Ellen Clegg — a retired Boston Globe editor, the co-author of our book, the co-host and producer of our podcast, the co-chair of the nonprofit Brookline.News, and my friend — was one of five journalists who received the prestigious Yankee Quill Award this past Saturday. Read about all five here.

The Yankee Quill recognizes great journalists who have also contributed to the betterment of our profession. As the Academy of New England Journalists puts it, “Selection for the award is not based on any single achievement, or for doing your job each day, but rather on the broad influence for good over the course of a career.” Her prepared remarks follow.

Thank you for this honor. Thanks to friends and colleagues, and thank you to my family for your support over many years when I worked nights and weekends, or got a ping from a boss at 5 a.m.

The Yankee Quill award recognizes past achievements over the long arc of a career. It’s about history and tradition.

But today’s honorees are also about the future. We’re innovating and experimenting, using digital tools that, 25 years ago, we never imagined would exist. We’re connecting with communities and readers in novel ways — deploying multimedia and measuring and nurturing audiences. Storytelling is as old as the Bronze Age and as new as TikTok.

Raw data
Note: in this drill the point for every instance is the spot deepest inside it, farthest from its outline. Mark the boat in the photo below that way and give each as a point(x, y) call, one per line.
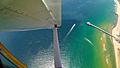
point(26, 15)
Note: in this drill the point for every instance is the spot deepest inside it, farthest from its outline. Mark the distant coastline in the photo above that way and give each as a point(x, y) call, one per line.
point(116, 33)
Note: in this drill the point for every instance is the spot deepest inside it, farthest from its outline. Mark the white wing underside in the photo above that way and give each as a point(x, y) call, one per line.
point(19, 15)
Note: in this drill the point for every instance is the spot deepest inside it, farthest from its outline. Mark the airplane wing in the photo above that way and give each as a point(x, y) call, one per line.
point(20, 15)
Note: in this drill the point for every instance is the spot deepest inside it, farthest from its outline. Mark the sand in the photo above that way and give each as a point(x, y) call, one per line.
point(116, 33)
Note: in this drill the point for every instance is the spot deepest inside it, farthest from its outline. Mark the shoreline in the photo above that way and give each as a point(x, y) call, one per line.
point(116, 33)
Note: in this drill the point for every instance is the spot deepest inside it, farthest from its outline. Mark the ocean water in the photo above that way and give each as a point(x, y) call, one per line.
point(81, 46)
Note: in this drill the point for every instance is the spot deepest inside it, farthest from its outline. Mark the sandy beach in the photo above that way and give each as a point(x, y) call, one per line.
point(116, 34)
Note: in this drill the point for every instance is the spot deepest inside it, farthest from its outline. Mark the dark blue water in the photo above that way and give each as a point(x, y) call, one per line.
point(81, 48)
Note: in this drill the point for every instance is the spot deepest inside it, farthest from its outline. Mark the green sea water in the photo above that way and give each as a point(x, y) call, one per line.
point(85, 49)
point(81, 47)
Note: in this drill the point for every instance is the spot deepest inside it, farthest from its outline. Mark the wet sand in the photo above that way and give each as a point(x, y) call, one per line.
point(116, 34)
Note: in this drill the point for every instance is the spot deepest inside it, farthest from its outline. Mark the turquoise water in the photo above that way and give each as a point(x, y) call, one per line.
point(82, 48)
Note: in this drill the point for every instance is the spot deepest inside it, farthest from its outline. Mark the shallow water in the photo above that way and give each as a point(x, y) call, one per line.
point(83, 47)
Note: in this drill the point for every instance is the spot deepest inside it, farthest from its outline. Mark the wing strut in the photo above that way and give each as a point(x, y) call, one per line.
point(57, 57)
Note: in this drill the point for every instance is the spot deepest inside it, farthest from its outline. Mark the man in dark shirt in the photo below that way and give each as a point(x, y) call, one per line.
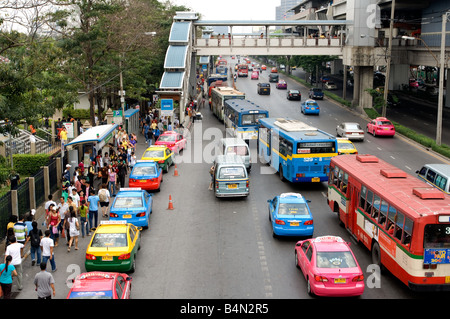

Set exercise 1
From the Yankee Quill passage, write out the portion starting at "Ellen Clegg —" and ending at "boss at 5 a.m.".
Set exercise 2
In the Yankee Quill passage, which organization is quoted on how award recipients are selected?
Set exercise 3
Pick up the Yankee Quill passage after its last sentence and keep writing it.

Task result 1
Ellen Clegg — a retired Boston Globe editor, the co-author of our book, the co-host and producer of our podcast, the co-chair of the nonprofit Brookline.News, and my friend — was one of five journalists who received the prestigious Yankee Quill Award this past Saturday. Read about all five here.

The Yankee Quill recognizes great journalists who have also contributed to the betterment of our profession. As the Academy of New England Journalists puts it, “Selection for the award is not based on any single achievement, or for doing your job each day, but rather on the broad influence for good over the course of a career.” Her prepared remarks follow.

Thank you for this honor. Thanks to friends and colleagues, and thank you to my family for your support over many years when I worked nights and weekends, or got a ping from a boss at 5 a.m.

Task result 2
The Academy of New England Journalists.

Task result 3
The business of fact-based reporting that holds power to account, faces existential challenges. You know them well: digital disruption, the collapse of print advertising, the rise of platforms built on algorithms of anger.

As Professor Penny Abernathy has written, these forces have resulted in news deserts across the country — entire counties where there is no newspaper left at all. Some 2,900 newspapers have closed down since 2005 — nearly one-third of the nation’s total. About 43,000 journalism jobs have disappeared.

And, for sure, we didn’t always help ourselves. Legacy newsrooms were sometimes slow to recognize the promise — and, frankly, some of the perils — of digital publication. We were slow to change our business models. We were slow to put up paywalls that enabled us to assign a fair value to the work of our journalists. We were slow to adapt to a more frenzied pace, slow to restructure traditional newsrooms so they were digital-first.

But these same challenges have also prompted a wave of innovation and experimentation like never before. Steven Waldman, the cofounder of Report for America, calls it a replanting of local news.

Dan Kennedy and I began reporting on this phenomenon in 2019, for a book called “What Works in Community News.” We profiled nine media startups, and interviewed scores of enterprising journalists who are in the process of reinventing our business. We found an emerging movement that is nothing short of inspiring. It’s also sometimes a hard journey, fraught with uncertainty.

This wave of innovation isn’t temporary. It’s part of our future. I’m proud to be here today with journalists who are sustaining local news and providing the essential information that is so necessary to participatory democracy.

Thank you.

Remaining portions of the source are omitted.